## WHAT IS REQUIRED
All lines from the one containing "box: [430, 61, 457, 212]" through the end of the data below are to be transcribed exactly. Leave out the rest.

## Collected data entries
■ ■ ■ ■

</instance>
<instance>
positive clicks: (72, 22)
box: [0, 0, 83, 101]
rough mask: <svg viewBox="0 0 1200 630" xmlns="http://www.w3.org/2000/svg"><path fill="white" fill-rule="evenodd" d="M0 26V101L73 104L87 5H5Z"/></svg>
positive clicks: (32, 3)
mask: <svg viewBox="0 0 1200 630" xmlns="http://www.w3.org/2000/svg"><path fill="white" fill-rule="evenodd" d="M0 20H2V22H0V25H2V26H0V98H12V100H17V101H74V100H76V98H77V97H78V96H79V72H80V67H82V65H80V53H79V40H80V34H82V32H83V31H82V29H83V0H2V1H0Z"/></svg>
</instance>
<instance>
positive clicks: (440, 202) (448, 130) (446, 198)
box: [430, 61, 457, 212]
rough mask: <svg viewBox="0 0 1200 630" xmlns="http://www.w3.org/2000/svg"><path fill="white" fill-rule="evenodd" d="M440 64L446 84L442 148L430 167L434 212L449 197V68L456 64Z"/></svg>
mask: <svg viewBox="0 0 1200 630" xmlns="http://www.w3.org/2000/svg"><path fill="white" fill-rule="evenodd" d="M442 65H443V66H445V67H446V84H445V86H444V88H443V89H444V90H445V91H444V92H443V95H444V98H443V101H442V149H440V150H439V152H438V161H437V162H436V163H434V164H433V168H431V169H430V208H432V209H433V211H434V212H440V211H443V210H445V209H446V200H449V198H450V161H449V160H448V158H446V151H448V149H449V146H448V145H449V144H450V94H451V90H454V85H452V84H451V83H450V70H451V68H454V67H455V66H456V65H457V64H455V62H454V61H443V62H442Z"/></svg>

■ ■ ■ ■

## ANSWER AREA
box: [430, 61, 457, 212]
rough mask: <svg viewBox="0 0 1200 630" xmlns="http://www.w3.org/2000/svg"><path fill="white" fill-rule="evenodd" d="M440 64L446 84L442 148L430 167L434 212L449 197V68L456 64Z"/></svg>
mask: <svg viewBox="0 0 1200 630" xmlns="http://www.w3.org/2000/svg"><path fill="white" fill-rule="evenodd" d="M442 65H443V66H445V67H446V84H445V86H444V88H443V89H444V90H445V91H444V92H443V95H444V98H443V101H442V149H440V150H439V152H438V161H437V162H436V163H434V164H433V168H431V169H430V208H432V209H433V211H434V212H440V211H443V210H445V209H446V200H449V198H450V161H449V160H448V158H446V151H448V149H449V146H448V145H449V144H450V94H451V90H454V85H452V84H451V83H450V70H451V68H454V67H455V66H456V65H457V64H455V62H454V61H443V62H442Z"/></svg>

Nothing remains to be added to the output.